Task
Write out the part of the records that opens with the line containing "as point(334, 274)." and closes with the line containing "Query: trimmed hedge", copying it exactly, with nothing else.
═════ Input ═════
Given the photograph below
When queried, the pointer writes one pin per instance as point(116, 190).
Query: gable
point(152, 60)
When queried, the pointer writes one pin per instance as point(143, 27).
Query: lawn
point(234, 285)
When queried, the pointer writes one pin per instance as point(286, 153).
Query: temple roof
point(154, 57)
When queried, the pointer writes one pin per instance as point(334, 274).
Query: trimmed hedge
═════
═════ Input ═════
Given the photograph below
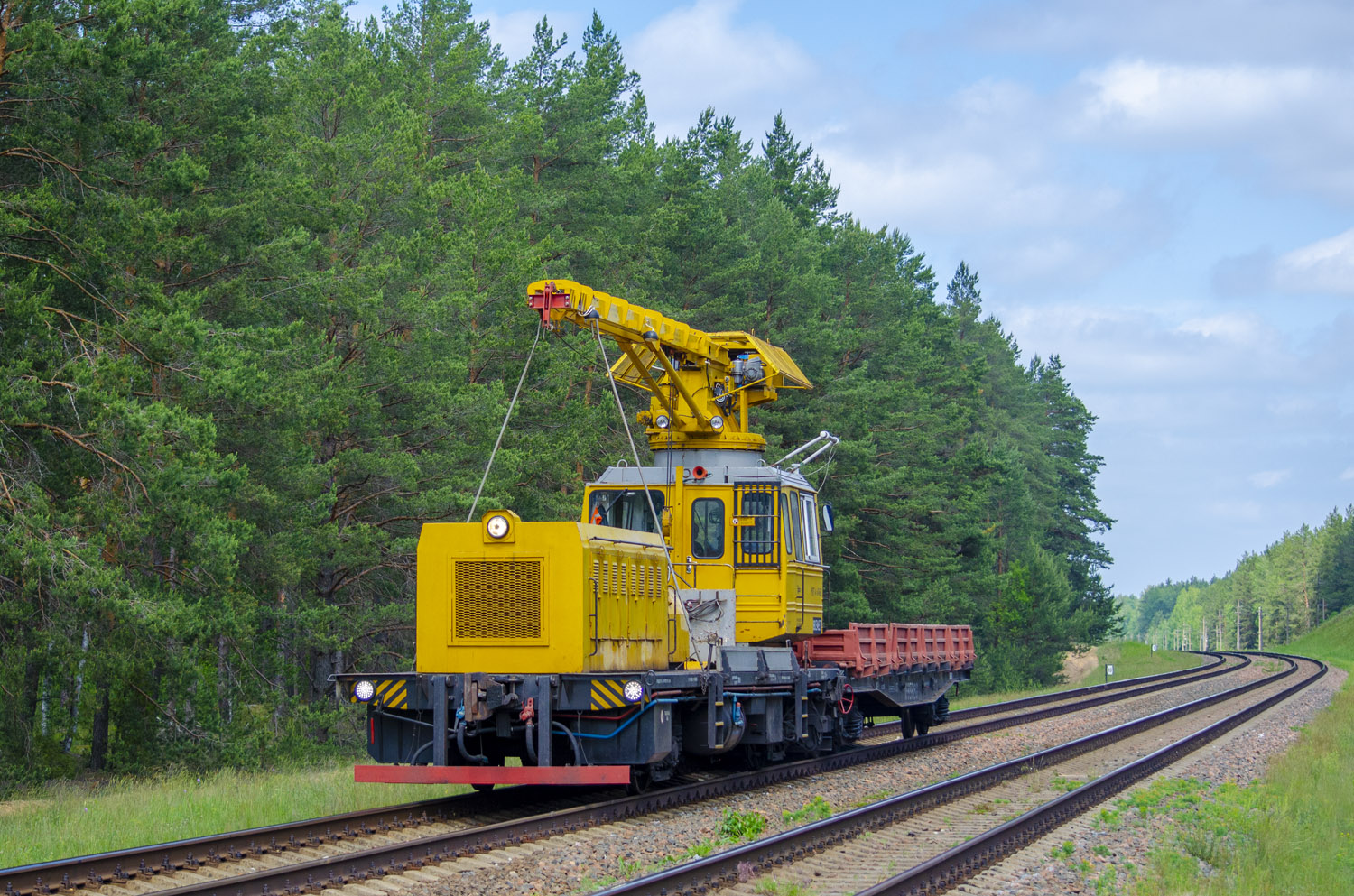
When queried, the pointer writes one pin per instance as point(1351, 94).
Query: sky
═════
Answer to the problem
When queried, the pointer writes one pin per instance as point(334, 274).
Query: trimmed hedge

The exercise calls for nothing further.